**Descrição do exercício**
Devolva cada linha das entradas abaixo em que aparece a palavra "roof".

Entradas de uma coleção
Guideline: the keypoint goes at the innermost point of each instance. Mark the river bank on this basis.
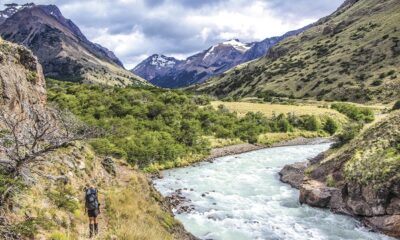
(246, 147)
(240, 197)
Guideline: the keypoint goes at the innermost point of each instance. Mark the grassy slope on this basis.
(131, 208)
(371, 159)
(341, 58)
(270, 109)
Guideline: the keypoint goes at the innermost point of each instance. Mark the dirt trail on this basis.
(123, 178)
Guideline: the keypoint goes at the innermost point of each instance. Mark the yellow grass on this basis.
(270, 109)
(134, 213)
(222, 142)
(271, 138)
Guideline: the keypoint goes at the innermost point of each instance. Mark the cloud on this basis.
(135, 29)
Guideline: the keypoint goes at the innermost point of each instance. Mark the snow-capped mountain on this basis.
(155, 66)
(169, 72)
(11, 9)
(61, 47)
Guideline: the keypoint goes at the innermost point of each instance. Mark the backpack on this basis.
(92, 203)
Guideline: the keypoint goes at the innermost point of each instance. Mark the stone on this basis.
(387, 224)
(293, 174)
(394, 207)
(314, 194)
(109, 166)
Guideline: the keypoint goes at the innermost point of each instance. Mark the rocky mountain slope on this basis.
(359, 179)
(169, 72)
(22, 83)
(47, 202)
(64, 52)
(351, 55)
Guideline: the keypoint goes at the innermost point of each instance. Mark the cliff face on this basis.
(22, 84)
(62, 49)
(360, 179)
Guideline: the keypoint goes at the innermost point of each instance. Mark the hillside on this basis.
(351, 55)
(169, 72)
(64, 52)
(42, 176)
(361, 178)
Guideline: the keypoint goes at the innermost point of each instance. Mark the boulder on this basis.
(293, 174)
(388, 224)
(317, 194)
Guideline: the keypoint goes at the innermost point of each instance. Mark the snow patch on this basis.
(237, 45)
(162, 61)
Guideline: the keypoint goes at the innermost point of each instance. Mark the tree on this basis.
(312, 124)
(331, 126)
(396, 106)
(25, 137)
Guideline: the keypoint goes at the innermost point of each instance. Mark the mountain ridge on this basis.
(350, 55)
(63, 50)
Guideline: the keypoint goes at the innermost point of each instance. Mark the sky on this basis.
(136, 29)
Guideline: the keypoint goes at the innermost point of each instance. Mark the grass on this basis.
(269, 139)
(222, 142)
(134, 213)
(327, 65)
(132, 206)
(270, 110)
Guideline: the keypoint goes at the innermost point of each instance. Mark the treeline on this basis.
(151, 125)
(359, 115)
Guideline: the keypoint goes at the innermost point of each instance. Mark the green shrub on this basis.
(312, 123)
(354, 112)
(330, 181)
(349, 132)
(396, 106)
(331, 126)
(58, 236)
(105, 147)
(63, 197)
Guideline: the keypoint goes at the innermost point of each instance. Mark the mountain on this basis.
(351, 55)
(201, 66)
(64, 52)
(48, 186)
(361, 178)
(156, 66)
(22, 82)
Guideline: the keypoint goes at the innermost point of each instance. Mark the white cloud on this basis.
(135, 29)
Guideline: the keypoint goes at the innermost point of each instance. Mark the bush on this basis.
(330, 181)
(58, 236)
(331, 126)
(105, 147)
(354, 112)
(348, 133)
(63, 198)
(313, 124)
(396, 106)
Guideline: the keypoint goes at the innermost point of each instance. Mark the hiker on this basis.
(92, 206)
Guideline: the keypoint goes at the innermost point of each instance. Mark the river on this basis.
(240, 197)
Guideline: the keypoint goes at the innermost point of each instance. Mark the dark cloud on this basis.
(134, 29)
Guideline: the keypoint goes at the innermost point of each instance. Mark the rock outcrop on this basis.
(62, 49)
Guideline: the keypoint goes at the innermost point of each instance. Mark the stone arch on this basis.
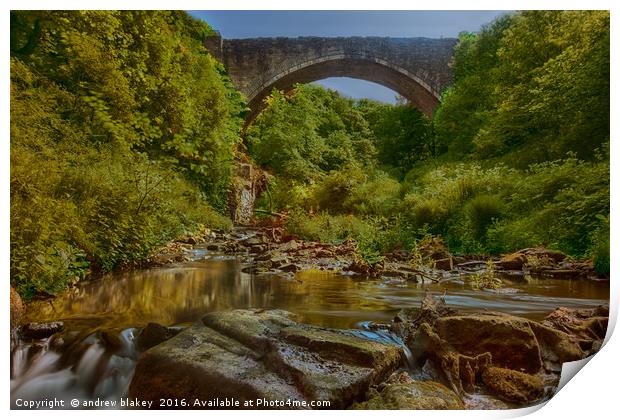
(359, 66)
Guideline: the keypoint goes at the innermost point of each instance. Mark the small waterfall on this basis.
(88, 368)
(381, 335)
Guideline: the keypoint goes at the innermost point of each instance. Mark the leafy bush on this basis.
(600, 247)
(119, 142)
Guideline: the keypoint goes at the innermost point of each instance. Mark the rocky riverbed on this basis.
(444, 359)
(255, 314)
(273, 251)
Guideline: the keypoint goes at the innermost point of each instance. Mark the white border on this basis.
(592, 394)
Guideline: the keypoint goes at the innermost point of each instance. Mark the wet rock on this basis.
(252, 241)
(257, 249)
(153, 334)
(513, 386)
(289, 246)
(514, 261)
(289, 268)
(510, 340)
(416, 395)
(249, 354)
(556, 347)
(38, 331)
(561, 273)
(585, 324)
(17, 309)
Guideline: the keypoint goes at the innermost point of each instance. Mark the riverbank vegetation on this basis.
(516, 155)
(123, 131)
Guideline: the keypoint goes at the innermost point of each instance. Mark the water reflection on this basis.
(181, 294)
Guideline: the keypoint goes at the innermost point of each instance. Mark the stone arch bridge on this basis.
(417, 68)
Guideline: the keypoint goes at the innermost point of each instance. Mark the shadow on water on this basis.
(95, 355)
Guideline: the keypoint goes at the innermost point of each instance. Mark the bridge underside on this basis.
(396, 79)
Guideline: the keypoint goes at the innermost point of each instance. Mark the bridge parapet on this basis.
(416, 68)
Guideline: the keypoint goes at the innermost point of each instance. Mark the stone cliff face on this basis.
(248, 183)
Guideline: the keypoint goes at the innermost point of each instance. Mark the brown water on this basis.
(177, 295)
(118, 304)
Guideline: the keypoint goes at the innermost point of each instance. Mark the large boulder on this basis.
(417, 395)
(256, 355)
(513, 386)
(510, 340)
(461, 349)
(153, 334)
(38, 331)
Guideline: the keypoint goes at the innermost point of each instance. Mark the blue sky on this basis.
(264, 23)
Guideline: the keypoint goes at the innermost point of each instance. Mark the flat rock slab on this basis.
(254, 355)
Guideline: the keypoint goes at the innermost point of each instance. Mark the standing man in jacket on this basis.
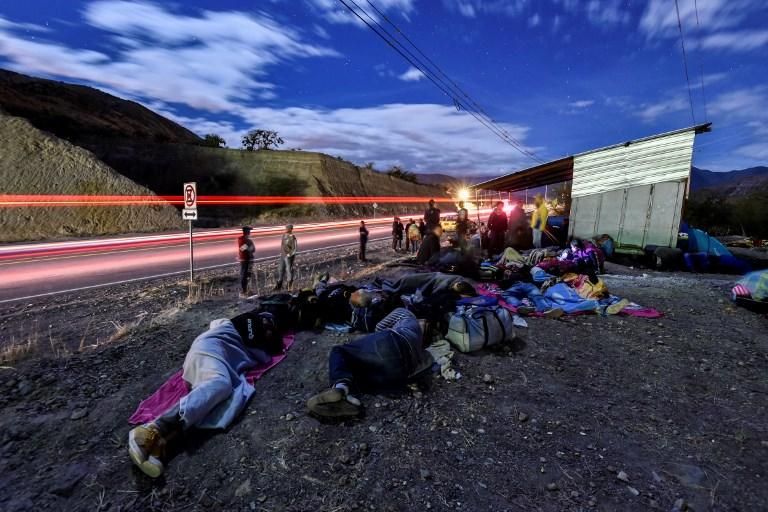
(497, 226)
(246, 252)
(539, 220)
(288, 248)
(397, 235)
(432, 216)
(363, 241)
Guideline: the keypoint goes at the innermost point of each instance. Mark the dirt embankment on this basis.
(590, 413)
(34, 162)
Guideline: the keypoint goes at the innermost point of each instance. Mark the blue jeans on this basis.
(380, 362)
(514, 295)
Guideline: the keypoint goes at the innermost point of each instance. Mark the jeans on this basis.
(380, 362)
(537, 238)
(246, 269)
(285, 270)
(519, 291)
(363, 244)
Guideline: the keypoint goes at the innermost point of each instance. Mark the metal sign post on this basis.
(189, 214)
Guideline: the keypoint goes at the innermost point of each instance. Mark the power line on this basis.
(701, 66)
(429, 74)
(685, 61)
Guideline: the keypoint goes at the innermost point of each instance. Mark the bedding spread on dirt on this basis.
(584, 413)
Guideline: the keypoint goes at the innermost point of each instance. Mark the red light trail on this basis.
(37, 200)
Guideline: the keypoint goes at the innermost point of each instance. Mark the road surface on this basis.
(37, 270)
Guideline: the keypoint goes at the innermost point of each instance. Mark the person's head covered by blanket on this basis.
(382, 362)
(214, 373)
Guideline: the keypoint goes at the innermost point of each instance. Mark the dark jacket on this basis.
(429, 247)
(497, 222)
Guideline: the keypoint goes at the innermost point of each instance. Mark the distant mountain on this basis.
(735, 182)
(78, 113)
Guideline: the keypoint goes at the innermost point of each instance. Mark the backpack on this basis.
(283, 308)
(477, 327)
(365, 318)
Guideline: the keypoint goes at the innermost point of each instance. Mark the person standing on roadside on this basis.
(539, 220)
(497, 226)
(363, 241)
(288, 248)
(397, 235)
(408, 238)
(462, 225)
(431, 216)
(246, 252)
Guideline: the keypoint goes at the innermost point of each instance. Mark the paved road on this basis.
(35, 270)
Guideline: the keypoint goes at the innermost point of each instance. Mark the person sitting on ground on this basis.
(214, 371)
(382, 362)
(430, 246)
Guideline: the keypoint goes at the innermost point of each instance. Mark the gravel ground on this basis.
(586, 413)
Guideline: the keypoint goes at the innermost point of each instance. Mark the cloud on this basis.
(651, 112)
(209, 61)
(412, 75)
(335, 12)
(581, 103)
(714, 29)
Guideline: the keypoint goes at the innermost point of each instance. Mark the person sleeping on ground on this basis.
(382, 362)
(214, 371)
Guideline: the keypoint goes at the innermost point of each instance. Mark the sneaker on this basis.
(554, 313)
(146, 447)
(334, 403)
(525, 310)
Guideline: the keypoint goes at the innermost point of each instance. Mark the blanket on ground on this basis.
(174, 389)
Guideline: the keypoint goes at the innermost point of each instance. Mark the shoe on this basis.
(334, 403)
(146, 447)
(554, 313)
(525, 310)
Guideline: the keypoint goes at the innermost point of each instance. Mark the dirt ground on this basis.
(586, 413)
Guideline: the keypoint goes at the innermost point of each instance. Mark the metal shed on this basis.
(634, 191)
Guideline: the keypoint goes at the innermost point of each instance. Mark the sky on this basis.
(558, 76)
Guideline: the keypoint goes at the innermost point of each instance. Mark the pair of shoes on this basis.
(146, 447)
(334, 403)
(554, 313)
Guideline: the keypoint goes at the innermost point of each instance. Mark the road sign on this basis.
(190, 196)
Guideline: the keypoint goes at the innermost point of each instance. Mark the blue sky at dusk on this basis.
(561, 76)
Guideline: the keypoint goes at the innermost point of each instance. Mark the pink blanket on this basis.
(175, 389)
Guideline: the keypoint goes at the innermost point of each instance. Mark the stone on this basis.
(78, 414)
(243, 489)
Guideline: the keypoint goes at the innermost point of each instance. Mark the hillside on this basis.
(76, 112)
(34, 162)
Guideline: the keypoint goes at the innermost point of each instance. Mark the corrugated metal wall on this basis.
(645, 162)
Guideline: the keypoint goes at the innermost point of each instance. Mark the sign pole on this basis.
(189, 213)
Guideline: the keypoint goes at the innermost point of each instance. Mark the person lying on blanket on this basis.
(384, 361)
(214, 371)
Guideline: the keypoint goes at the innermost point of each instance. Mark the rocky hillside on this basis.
(34, 162)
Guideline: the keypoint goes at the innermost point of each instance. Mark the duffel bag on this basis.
(477, 327)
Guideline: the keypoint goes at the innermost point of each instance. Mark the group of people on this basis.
(246, 255)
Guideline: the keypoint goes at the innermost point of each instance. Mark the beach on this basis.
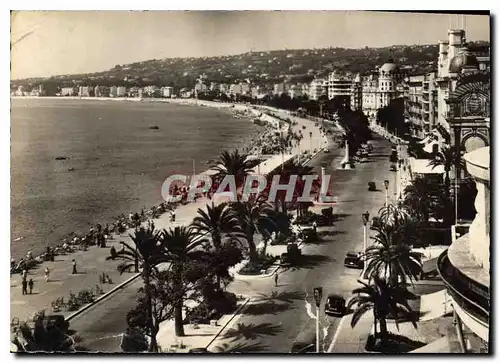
(118, 164)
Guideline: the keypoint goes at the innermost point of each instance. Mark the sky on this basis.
(70, 42)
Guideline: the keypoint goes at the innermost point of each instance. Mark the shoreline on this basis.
(246, 144)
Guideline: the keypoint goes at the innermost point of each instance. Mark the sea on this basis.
(114, 162)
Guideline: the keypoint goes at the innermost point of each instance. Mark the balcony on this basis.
(471, 299)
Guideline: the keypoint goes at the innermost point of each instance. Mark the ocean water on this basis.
(117, 163)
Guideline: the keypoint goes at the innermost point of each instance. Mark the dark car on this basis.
(335, 305)
(353, 259)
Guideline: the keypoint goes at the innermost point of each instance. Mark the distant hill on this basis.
(265, 68)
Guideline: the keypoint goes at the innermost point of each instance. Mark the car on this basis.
(335, 305)
(353, 259)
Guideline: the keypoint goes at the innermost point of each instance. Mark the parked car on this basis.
(335, 305)
(353, 259)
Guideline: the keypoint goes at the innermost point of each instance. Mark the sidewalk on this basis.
(90, 264)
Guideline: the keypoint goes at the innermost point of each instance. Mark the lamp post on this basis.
(318, 294)
(365, 217)
(310, 138)
(386, 185)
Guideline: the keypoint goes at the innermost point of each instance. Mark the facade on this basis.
(68, 91)
(280, 88)
(465, 265)
(121, 91)
(339, 86)
(113, 91)
(317, 88)
(420, 96)
(380, 88)
(168, 92)
(357, 94)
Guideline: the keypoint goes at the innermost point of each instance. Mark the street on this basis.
(276, 321)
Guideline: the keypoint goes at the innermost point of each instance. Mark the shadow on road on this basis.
(252, 331)
(240, 348)
(282, 296)
(267, 307)
(310, 261)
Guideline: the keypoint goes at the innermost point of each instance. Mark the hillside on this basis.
(299, 65)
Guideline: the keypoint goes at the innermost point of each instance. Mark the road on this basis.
(272, 322)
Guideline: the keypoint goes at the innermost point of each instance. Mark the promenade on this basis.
(91, 263)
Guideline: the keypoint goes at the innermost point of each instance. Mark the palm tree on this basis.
(44, 336)
(234, 164)
(251, 215)
(148, 252)
(420, 197)
(390, 257)
(384, 300)
(180, 244)
(447, 157)
(216, 221)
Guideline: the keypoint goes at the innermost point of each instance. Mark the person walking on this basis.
(25, 285)
(46, 274)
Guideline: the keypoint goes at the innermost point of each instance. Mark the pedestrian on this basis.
(25, 285)
(46, 274)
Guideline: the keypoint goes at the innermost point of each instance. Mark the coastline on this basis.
(245, 144)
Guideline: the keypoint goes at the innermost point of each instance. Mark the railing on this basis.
(469, 294)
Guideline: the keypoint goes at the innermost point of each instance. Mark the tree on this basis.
(383, 300)
(390, 256)
(46, 335)
(251, 215)
(216, 221)
(181, 245)
(234, 164)
(148, 252)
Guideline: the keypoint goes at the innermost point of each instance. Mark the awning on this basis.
(421, 166)
(428, 148)
(429, 265)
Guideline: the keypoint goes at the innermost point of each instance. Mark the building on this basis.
(295, 91)
(83, 91)
(380, 88)
(235, 89)
(168, 92)
(113, 91)
(339, 86)
(465, 266)
(121, 91)
(280, 88)
(420, 96)
(69, 91)
(357, 94)
(318, 88)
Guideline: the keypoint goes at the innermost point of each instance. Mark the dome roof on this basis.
(389, 67)
(463, 59)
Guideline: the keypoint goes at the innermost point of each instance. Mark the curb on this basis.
(336, 336)
(229, 321)
(102, 297)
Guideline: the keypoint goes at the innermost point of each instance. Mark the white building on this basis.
(121, 91)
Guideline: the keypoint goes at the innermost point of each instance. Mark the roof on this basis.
(421, 166)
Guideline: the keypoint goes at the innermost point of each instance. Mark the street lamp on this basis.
(318, 294)
(386, 185)
(365, 217)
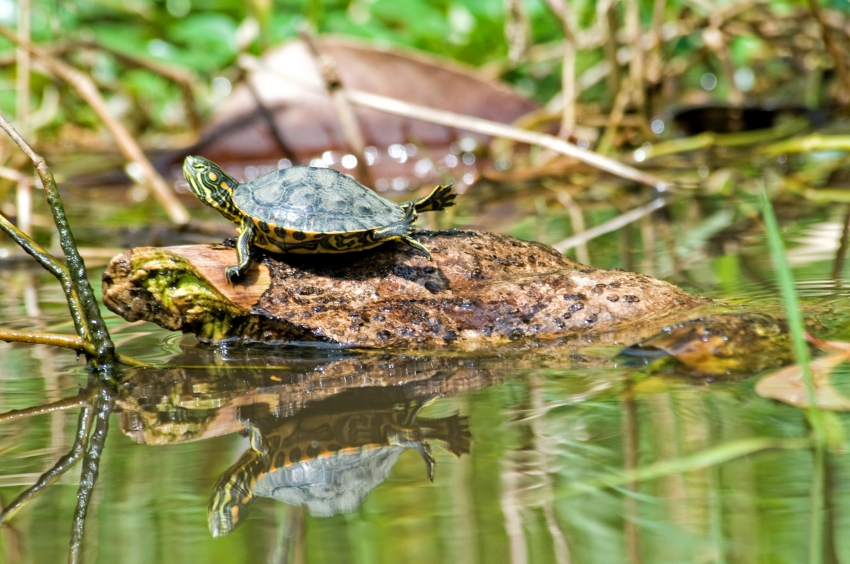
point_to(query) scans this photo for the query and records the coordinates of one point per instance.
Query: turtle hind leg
(243, 251)
(440, 198)
(400, 231)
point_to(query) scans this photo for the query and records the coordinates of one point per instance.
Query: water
(551, 433)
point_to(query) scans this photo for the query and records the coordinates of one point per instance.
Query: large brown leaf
(290, 86)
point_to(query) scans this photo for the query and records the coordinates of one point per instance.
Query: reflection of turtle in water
(327, 461)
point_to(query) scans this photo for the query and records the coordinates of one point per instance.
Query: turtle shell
(314, 200)
(330, 485)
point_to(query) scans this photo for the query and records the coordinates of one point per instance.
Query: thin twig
(621, 102)
(53, 266)
(23, 67)
(97, 331)
(351, 132)
(126, 144)
(104, 403)
(612, 225)
(61, 405)
(53, 339)
(65, 463)
(486, 127)
(563, 11)
(478, 125)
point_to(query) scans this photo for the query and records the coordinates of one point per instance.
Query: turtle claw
(232, 273)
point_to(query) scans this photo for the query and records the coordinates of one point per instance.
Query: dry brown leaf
(290, 86)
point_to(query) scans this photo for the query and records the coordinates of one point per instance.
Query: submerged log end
(480, 288)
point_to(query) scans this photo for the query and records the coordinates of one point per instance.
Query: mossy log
(479, 289)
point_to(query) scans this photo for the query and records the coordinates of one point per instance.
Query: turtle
(307, 210)
(327, 461)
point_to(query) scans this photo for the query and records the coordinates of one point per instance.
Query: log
(480, 289)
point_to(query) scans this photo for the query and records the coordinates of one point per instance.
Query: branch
(65, 463)
(53, 339)
(88, 91)
(104, 402)
(97, 331)
(54, 267)
(486, 127)
(61, 405)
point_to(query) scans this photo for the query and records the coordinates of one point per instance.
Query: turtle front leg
(243, 251)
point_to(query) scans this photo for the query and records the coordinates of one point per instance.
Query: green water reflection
(539, 428)
(544, 426)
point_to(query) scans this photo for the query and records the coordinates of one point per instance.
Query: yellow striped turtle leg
(400, 231)
(243, 251)
(234, 491)
(439, 198)
(408, 240)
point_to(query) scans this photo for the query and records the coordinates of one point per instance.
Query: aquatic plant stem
(104, 402)
(53, 339)
(801, 352)
(61, 405)
(65, 463)
(720, 454)
(104, 349)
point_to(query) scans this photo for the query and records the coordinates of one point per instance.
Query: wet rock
(480, 289)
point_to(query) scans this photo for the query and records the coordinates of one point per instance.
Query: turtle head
(212, 186)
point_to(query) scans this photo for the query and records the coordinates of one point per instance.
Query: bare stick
(53, 266)
(516, 30)
(61, 405)
(653, 66)
(577, 221)
(53, 339)
(615, 118)
(126, 144)
(23, 66)
(608, 226)
(65, 463)
(843, 92)
(104, 402)
(563, 12)
(97, 331)
(345, 113)
(486, 127)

**Resposta**
Guideline: the keypoint goes at the innermost point of each instance. Mark the dome roof on this basis.
Guideline: the keypoint goes at the innermost point of each instance. Mark the roof on this basis.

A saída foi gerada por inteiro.